DIRECTION 1: Reproduce the passage of the copyright statute notes from "SEC. 4966. Any" to "to be just." without changing a word.
══ SELECTED EXCERPT ══
Statute Revised-July 8, 1870, ch. 230, 100, 16 Stat. 214.

Prior Statutes-May 31, 1790, ch. 15, 2, 1 Stat. 124.-April 29, 1802, ch. 36,

? 3, 2 Stat. 171.-Feb, 3, 1831, ch. 16, 27, 4 Stat. 438.

As the penalty accrues one-half to the proprietor and one-half to the United States, it is a proper subject only of a qui tam action. Stevens v. Cady, 2 Curt. 200.

A photograph is an infringement of a copyrighted engraving. The word "copy " is a general term added to the more specific terms before used for the very purpose of covering methods of reproduction not included in the words engrave, etch, or work. Rossiter v. Hall, 5 Blatch. 362.

The penalty of one dollar for every sheet, whether printed, or being printed or published, or exposed to sale, is limited to sheets in the possession of the defendant. Backus v. Gould, 7 How. Pr. 798.

Although an agent in the course of his employment copies and publishes a photograph, yet if he does it without the knowledge of his principal, the latter is not liable under this section. Schreiber v. Sharpless, 6 Fed. Rep. 175; s. c. 38 Leg. Int. 73.

A person who has infringed a copyright can not be compelled to discover the number of copies he has sold or has on hand, for this would subject him to a penalty. Chapman v. Ferry, 12 Fed. Rep. 693; s. c. 8 Saw. 191.

A bill in equity can not be maintained for the purpose of enforcing a surrender of the plates. Chapman v. Ferry, 12 Fed. Rep. 693; s. c. 8 Saw. 191.

SEC. 4966. Any person publicly performing or representing any dramatic composition for which a copyright has been obtained, without the consent of the proprietor thereof, or his heirs or assigns, shall be liable for damages therefor, such damages in all cases to be assessed at such sum, not less than one hundred dollars for the first, and fifty dollars for every subsequent performance, as to the court shall appear to be just.
═══
══ DATASET CONTENT ══
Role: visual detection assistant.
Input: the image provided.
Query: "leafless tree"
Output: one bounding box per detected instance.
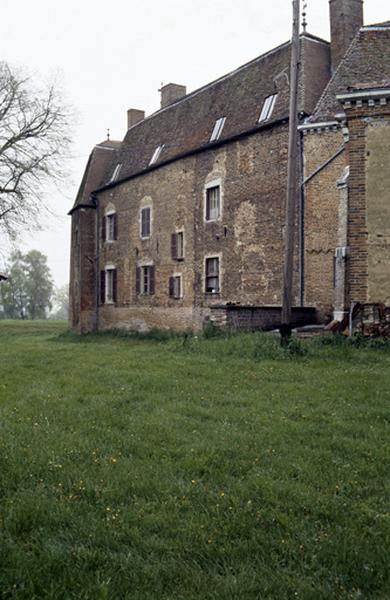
[0,62,72,238]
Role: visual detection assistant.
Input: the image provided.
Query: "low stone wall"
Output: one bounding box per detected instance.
[210,304,317,331]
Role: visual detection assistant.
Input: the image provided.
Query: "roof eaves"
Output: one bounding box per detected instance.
[94,115,288,193]
[310,28,362,120]
[128,38,292,131]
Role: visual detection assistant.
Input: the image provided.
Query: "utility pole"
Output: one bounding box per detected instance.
[280,0,300,345]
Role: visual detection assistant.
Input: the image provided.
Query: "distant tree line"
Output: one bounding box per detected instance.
[0,250,69,320]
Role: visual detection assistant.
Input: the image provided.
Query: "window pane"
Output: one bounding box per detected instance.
[206,186,220,221]
[106,269,114,302]
[210,117,226,142]
[176,231,184,258]
[259,94,277,123]
[141,208,150,237]
[106,215,115,242]
[206,257,219,293]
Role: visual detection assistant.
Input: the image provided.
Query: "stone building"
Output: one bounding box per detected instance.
[70,0,390,331]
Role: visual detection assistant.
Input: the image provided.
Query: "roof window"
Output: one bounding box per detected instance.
[109,163,122,183]
[149,144,164,166]
[258,94,278,123]
[210,117,226,142]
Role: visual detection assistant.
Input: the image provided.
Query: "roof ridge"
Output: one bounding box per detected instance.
[309,27,363,122]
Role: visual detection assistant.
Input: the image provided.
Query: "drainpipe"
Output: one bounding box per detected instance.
[92,194,100,331]
[299,126,305,306]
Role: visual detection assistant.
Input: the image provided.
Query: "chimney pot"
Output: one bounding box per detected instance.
[160,83,187,108]
[127,108,145,129]
[329,0,363,73]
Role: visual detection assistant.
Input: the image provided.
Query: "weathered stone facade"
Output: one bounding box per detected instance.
[71,0,390,331]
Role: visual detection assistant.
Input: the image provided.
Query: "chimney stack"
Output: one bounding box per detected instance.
[127,108,145,129]
[159,83,187,108]
[329,0,363,73]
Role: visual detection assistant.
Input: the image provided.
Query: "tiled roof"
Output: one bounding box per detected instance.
[97,34,329,190]
[310,25,390,122]
[69,140,121,214]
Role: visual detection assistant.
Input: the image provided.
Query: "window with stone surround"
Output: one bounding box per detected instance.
[169,273,183,300]
[258,94,278,123]
[205,185,221,221]
[205,256,220,294]
[140,206,152,239]
[135,265,155,296]
[100,266,117,304]
[171,231,184,260]
[210,117,226,142]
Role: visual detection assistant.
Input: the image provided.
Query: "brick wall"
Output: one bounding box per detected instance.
[304,129,346,316]
[345,102,390,303]
[81,125,299,330]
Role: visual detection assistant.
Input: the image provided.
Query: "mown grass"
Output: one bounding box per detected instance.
[0,322,390,600]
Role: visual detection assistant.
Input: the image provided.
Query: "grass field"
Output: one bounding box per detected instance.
[0,321,390,600]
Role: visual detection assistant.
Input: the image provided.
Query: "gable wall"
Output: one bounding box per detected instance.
[303,130,346,315]
[93,125,298,329]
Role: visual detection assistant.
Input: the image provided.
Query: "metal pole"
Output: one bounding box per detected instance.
[280,0,300,344]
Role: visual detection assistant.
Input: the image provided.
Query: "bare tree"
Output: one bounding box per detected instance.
[0,62,71,238]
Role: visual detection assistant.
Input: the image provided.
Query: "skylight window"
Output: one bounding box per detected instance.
[259,94,278,123]
[149,144,164,166]
[110,163,122,183]
[210,117,226,142]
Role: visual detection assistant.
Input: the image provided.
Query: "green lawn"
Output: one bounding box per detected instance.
[0,321,390,600]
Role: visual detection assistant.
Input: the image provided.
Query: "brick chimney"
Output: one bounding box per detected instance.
[329,0,363,73]
[159,83,187,108]
[127,108,145,129]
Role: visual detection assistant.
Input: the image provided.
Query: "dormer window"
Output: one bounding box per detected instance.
[258,94,278,123]
[109,163,122,183]
[102,209,118,242]
[210,117,226,142]
[149,144,164,167]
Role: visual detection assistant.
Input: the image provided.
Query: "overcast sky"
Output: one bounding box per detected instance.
[0,0,390,285]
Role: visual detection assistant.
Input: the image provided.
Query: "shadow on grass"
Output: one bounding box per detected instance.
[52,327,390,362]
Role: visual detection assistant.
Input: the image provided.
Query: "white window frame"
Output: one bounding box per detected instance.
[172,273,184,300]
[104,264,116,304]
[210,117,226,142]
[203,179,223,223]
[104,210,116,242]
[109,163,122,183]
[203,254,222,296]
[139,204,153,240]
[176,229,185,260]
[258,94,278,123]
[139,264,153,296]
[149,144,165,167]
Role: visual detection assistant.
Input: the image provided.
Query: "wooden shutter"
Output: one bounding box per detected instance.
[149,265,155,294]
[112,213,118,240]
[112,269,117,302]
[169,277,175,298]
[171,233,177,260]
[102,217,106,242]
[100,271,106,304]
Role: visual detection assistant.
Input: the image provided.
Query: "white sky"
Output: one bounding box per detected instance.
[0,0,390,285]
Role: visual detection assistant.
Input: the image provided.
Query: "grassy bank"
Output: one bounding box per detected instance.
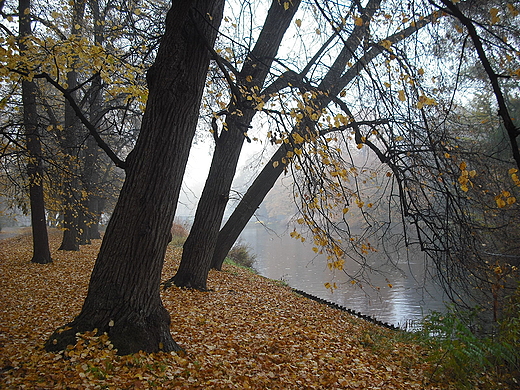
[0,233,502,389]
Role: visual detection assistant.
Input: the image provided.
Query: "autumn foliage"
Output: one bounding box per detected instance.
[0,233,476,389]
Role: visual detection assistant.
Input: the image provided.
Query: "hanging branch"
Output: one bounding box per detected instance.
[430,0,520,169]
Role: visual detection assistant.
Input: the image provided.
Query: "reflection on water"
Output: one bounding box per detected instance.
[240,224,444,326]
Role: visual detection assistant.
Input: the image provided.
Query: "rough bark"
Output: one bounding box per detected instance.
[46,0,224,354]
[19,0,52,264]
[171,0,300,290]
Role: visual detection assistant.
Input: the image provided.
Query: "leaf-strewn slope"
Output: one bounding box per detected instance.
[0,233,447,389]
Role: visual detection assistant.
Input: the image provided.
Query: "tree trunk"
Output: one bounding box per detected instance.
[211,143,291,270]
[46,0,224,354]
[171,0,300,290]
[211,0,386,270]
[19,0,52,264]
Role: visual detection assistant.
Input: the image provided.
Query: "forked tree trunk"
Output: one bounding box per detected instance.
[46,0,224,354]
[211,144,291,270]
[19,0,52,264]
[171,0,300,290]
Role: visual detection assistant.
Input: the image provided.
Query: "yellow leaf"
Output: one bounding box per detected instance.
[489,8,500,24]
[507,3,518,16]
[379,39,392,50]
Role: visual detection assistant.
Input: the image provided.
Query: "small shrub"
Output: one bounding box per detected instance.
[420,309,519,389]
[227,242,256,269]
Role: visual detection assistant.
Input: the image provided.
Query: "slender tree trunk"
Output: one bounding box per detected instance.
[171,0,300,290]
[211,144,291,270]
[46,0,224,354]
[19,0,52,264]
[59,71,81,251]
[59,0,85,251]
[211,0,386,270]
═══
DIRECTION 2: Report each line of the listing that contains the string "chimney".

RIGHT ANSWER 1:
SEC. 4966. Any person publicly performing or representing any dramatic composition for which a copyright has been obtained, without the consent of the proprietor thereof, or his heirs or assigns, shall be liable for damages therefor, such damages in all cases to be assessed at such sum, not less than one hundred dollars for the first, and fifty dollars for every subsequent performance, as to the court shall appear to be just.

RIGHT ANSWER 2:
Query: "chimney pot"
Query: "chimney stack"
Query: "brick chimney"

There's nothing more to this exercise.